§ **Directions**: Send back all the data below, exactly as given.

(Stored entries)
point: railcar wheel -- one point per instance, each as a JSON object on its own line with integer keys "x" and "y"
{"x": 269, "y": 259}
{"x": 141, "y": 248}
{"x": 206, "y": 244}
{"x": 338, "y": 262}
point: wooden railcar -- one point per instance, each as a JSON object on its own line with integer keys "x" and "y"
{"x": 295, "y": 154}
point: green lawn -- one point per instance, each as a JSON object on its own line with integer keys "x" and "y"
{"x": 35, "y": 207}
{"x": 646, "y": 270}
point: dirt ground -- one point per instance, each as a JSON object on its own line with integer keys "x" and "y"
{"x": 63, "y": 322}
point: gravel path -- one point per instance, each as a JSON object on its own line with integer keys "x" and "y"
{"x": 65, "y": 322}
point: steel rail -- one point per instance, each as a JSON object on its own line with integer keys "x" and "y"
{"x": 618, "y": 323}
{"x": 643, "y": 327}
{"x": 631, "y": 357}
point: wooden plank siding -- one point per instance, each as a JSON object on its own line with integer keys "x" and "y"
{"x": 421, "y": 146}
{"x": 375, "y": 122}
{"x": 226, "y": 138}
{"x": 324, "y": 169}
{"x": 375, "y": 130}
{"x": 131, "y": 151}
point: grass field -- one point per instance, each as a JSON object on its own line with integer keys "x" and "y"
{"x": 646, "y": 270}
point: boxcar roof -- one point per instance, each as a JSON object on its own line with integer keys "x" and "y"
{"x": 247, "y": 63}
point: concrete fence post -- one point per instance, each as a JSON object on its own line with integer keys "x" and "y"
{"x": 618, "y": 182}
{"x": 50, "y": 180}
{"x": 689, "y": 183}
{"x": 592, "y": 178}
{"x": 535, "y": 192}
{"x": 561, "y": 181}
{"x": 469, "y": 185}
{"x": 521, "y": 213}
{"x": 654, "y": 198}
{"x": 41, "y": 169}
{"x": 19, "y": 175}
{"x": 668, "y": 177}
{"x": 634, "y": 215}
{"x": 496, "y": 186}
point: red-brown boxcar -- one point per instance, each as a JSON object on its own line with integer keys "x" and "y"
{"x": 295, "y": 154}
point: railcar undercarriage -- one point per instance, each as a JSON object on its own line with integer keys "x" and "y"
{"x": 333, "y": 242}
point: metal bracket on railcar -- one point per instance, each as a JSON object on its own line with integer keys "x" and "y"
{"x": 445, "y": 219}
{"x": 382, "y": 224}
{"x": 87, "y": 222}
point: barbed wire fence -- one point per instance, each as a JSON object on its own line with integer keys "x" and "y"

§ **Solution to this problem**:
point: railcar wheel -- one point per instance, each as a JSON object on its own line with integer keys "x" and "y"
{"x": 269, "y": 259}
{"x": 141, "y": 248}
{"x": 206, "y": 244}
{"x": 338, "y": 262}
point: wooden railcar -- one point per instance, each as a JSON object on its own line with integer keys "x" and "y"
{"x": 295, "y": 154}
point: green lawn -- one point per instance, each as a JSON object on its own line with integer keys "x" and "y"
{"x": 35, "y": 207}
{"x": 646, "y": 270}
point: dirt ground -- one point per instance, each as a JSON object on its own line with integer keys "x" and "y"
{"x": 63, "y": 322}
point: gravel path -- one point per instance, each as a JSON object on its own line with integer keys "x" and "y"
{"x": 65, "y": 322}
point: steel rail -- one point per instance, each as a JSON object on its own line with integer keys "x" and "y"
{"x": 618, "y": 323}
{"x": 643, "y": 327}
{"x": 631, "y": 357}
point: wooden plank siding -- one point per instance, each as a JSON object on its own line with integer keys "x" and "y"
{"x": 421, "y": 146}
{"x": 375, "y": 122}
{"x": 226, "y": 138}
{"x": 324, "y": 169}
{"x": 375, "y": 130}
{"x": 131, "y": 151}
point: grass field -- one point per instance, each as a JSON object on its own line with integer keys "x" and "y"
{"x": 646, "y": 270}
point: boxcar roof -- one point per instance, each as a JSON object on its own line with integer keys "x" and "y"
{"x": 247, "y": 63}
point: concrete fence post -- one point per instance, each as a JSON object on its own line with integer keys "x" and "y"
{"x": 618, "y": 182}
{"x": 50, "y": 180}
{"x": 689, "y": 183}
{"x": 592, "y": 178}
{"x": 535, "y": 192}
{"x": 561, "y": 181}
{"x": 469, "y": 185}
{"x": 521, "y": 213}
{"x": 654, "y": 198}
{"x": 41, "y": 169}
{"x": 19, "y": 175}
{"x": 668, "y": 177}
{"x": 634, "y": 215}
{"x": 496, "y": 186}
point: red-brown boxcar -- one point per instance, each as a JSON object on its own line with integer keys "x" and "y"
{"x": 295, "y": 154}
point: railcar undercarriage -- one point per instance, each as a JSON object on its own line with integer keys "x" and "y"
{"x": 333, "y": 242}
point: metal bracket on railcar -- one point per instance, each as a JSON object on its own line with integer keys "x" and "y"
{"x": 445, "y": 219}
{"x": 382, "y": 224}
{"x": 87, "y": 222}
point: barbed wire fence -- one point per instance, each as a JSON object on its own line with integer keys "x" and "y"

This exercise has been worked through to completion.